Exact copy, no pictures: reproduce every record below as it stands.

--- Data for this exercise Enclosed Below ---

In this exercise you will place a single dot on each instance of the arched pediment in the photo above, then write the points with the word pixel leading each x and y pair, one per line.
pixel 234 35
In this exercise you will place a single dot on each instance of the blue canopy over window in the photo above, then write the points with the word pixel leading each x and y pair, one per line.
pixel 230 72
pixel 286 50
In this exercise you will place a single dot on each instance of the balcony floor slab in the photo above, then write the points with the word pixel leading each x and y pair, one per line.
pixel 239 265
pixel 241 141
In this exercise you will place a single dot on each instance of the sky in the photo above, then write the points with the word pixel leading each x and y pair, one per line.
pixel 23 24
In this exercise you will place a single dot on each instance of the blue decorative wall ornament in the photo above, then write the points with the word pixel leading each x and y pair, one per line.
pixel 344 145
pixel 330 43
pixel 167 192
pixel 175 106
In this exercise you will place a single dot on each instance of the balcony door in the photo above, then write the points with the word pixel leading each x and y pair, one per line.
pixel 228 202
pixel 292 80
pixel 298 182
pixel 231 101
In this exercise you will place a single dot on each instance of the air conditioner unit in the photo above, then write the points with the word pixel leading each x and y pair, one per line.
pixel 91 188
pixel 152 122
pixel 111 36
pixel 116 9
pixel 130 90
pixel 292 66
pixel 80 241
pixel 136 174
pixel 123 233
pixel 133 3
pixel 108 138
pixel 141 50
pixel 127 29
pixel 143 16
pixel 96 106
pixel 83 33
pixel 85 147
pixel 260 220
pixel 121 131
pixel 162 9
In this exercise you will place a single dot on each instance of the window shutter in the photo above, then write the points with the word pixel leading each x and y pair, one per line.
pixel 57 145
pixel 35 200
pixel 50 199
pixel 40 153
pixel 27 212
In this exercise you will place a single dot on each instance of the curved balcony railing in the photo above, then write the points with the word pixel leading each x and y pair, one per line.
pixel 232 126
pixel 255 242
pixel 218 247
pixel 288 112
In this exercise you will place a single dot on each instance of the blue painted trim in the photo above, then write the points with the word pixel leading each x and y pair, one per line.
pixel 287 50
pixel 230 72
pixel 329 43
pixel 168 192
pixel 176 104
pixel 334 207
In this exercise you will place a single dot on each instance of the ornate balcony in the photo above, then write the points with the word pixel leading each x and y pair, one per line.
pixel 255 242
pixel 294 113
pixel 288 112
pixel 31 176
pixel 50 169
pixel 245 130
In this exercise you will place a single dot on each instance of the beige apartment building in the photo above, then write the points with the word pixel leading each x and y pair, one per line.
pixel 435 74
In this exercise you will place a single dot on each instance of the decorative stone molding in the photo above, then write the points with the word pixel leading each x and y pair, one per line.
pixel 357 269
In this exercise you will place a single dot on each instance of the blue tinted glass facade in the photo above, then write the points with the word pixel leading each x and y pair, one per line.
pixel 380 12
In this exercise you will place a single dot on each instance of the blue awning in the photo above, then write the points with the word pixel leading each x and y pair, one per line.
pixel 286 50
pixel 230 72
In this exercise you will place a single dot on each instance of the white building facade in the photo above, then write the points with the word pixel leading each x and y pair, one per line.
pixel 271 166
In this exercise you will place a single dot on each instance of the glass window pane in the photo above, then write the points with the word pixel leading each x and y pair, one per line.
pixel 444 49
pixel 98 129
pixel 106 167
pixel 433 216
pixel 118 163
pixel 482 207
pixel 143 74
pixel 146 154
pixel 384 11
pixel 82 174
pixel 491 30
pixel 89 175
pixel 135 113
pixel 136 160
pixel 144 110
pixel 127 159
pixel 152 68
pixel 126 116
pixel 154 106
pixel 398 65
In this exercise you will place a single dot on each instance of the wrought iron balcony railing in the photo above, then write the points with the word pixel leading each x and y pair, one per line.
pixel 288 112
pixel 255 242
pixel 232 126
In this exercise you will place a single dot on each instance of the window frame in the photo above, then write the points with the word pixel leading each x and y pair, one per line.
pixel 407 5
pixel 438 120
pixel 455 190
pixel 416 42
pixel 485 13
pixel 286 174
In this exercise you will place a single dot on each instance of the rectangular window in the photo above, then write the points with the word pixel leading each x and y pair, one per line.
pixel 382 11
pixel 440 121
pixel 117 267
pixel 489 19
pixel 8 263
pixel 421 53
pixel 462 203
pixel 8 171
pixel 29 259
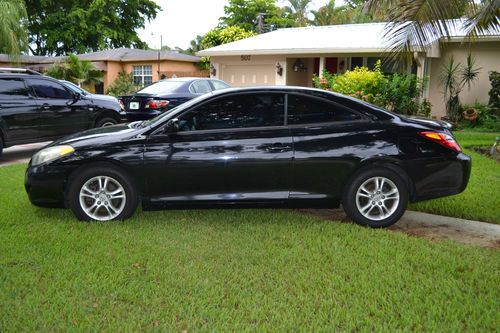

--- End of Enclosed Data for this exercise ---

* Answer for this exercise:
In this exercise you will place a single dot on each instance of the arched pediment in the photo above, then write the points with the word pixel leading each x and y pair, one per line.
pixel 234 35
In this exercise you will place a single dot on each instance of the blue canopy over window in the photo above, then write the points with the word pixel leading each x and y pair, one per line.
pixel 230 72
pixel 286 50
In this exercise you will place a single dot on each instance of the balcony floor slab in the photo above, then write the points with the word pixel leading each x and y pair, one per line.
pixel 239 265
pixel 241 141
In this exercise you will place a single dot on each instance of the sky in the photo above, then write the points with the word pixel leading each x and y pair, one per line.
pixel 23 24
In this exercise you will place a single dot on each instance of the blue decorative wall ornament in the photo above, then write the points with the word pixel leading each x and y pair, one per line.
pixel 344 145
pixel 330 43
pixel 167 192
pixel 175 106
In this exercise you will place a single dot on each instance of the balcony door in the photo above, then write the points with the word pixel leading each x and y pair, one per line.
pixel 228 202
pixel 292 80
pixel 298 182
pixel 231 101
In this exercise you will place a single dot on each instance of the air conditioner unit in the photo above, then write the points with the word pixel leading each x and y pair, one per line.
pixel 91 188
pixel 152 122
pixel 111 36
pixel 116 9
pixel 130 90
pixel 292 66
pixel 80 241
pixel 136 174
pixel 123 233
pixel 133 3
pixel 108 138
pixel 141 50
pixel 127 29
pixel 143 16
pixel 96 106
pixel 83 33
pixel 85 147
pixel 260 220
pixel 121 131
pixel 162 9
In this exercise you will place a single dot on each instance of the window shutter in the photo above, then write the points with the word pixel leading each x and y pair, one per line.
pixel 57 145
pixel 35 200
pixel 50 199
pixel 40 153
pixel 27 212
In this exercise you will place a single dot on each instance of the curved balcony railing in the photo above, then write the points with the word pixel leading each x and y pair, one per line.
pixel 232 126
pixel 255 242
pixel 218 247
pixel 288 112
In this exercise you will place a single dot on each instance of the blue painted trim in the photo above, then write the points with the word pixel leading each x and y pair, one per line.
pixel 287 50
pixel 230 72
pixel 329 43
pixel 168 192
pixel 176 104
pixel 334 207
In this exercise you will place a single dot on each instance of the ornate balcony in the photo above, then write the points with the word pixel leading each x and y pair, one per line.
pixel 255 242
pixel 294 113
pixel 288 112
pixel 31 176
pixel 50 169
pixel 245 130
In this exercise you will place a single dot on each instance of the beige apartment building in the photo above, then write the points with the word pixel leading each x and y pair, one per line.
pixel 435 74
In this exercise you will place a single dot on each instance of the decorative stone molding in the photo above, then write the points with the word pixel leading each x and y pair, one per line.
pixel 357 269
In this exercise you will place a single dot on each instance of the blue tinted glass facade in the photo above, then write the points with the word pixel leading each x and y pair, one per line.
pixel 380 12
In this exercise you will place a single dot on each instance of the blue awning in the photo above, then write the points with the word pixel leading each x and y pair, one per line.
pixel 286 50
pixel 230 72
In this exercise you will place a single dot on each instance of the white building facade in the photo above, then write the points with the word pixel leading each x and y pair, one per line.
pixel 271 166
In this exercise you will place a single dot on each instance of the glass window pane in the photo above, then write the points with the word pixel leading each x and y pair, one per line.
pixel 444 49
pixel 98 129
pixel 106 167
pixel 433 216
pixel 118 163
pixel 482 207
pixel 143 74
pixel 146 154
pixel 384 11
pixel 82 174
pixel 491 30
pixel 89 175
pixel 135 113
pixel 136 160
pixel 144 110
pixel 127 159
pixel 152 68
pixel 126 116
pixel 154 106
pixel 398 65
In this exercise you will place a single dot on each instance of the wrought iron balcony railing in the photo above, then write the points with the word pixel leading each x and y pair, one per line.
pixel 288 112
pixel 255 242
pixel 232 126
In this exercise you will place a single dot on each instance of the window frame in the photo above, then write the points with the word pixel leading each x and y pair, one per line.
pixel 407 5
pixel 438 120
pixel 455 190
pixel 416 42
pixel 485 13
pixel 286 174
In this exercise you will place a single dot on each instance of the rectangular window in the photo above, then write the points with the word pixel leading each x and y pair, one per line.
pixel 382 11
pixel 440 121
pixel 117 267
pixel 489 19
pixel 8 263
pixel 421 53
pixel 462 203
pixel 8 171
pixel 29 259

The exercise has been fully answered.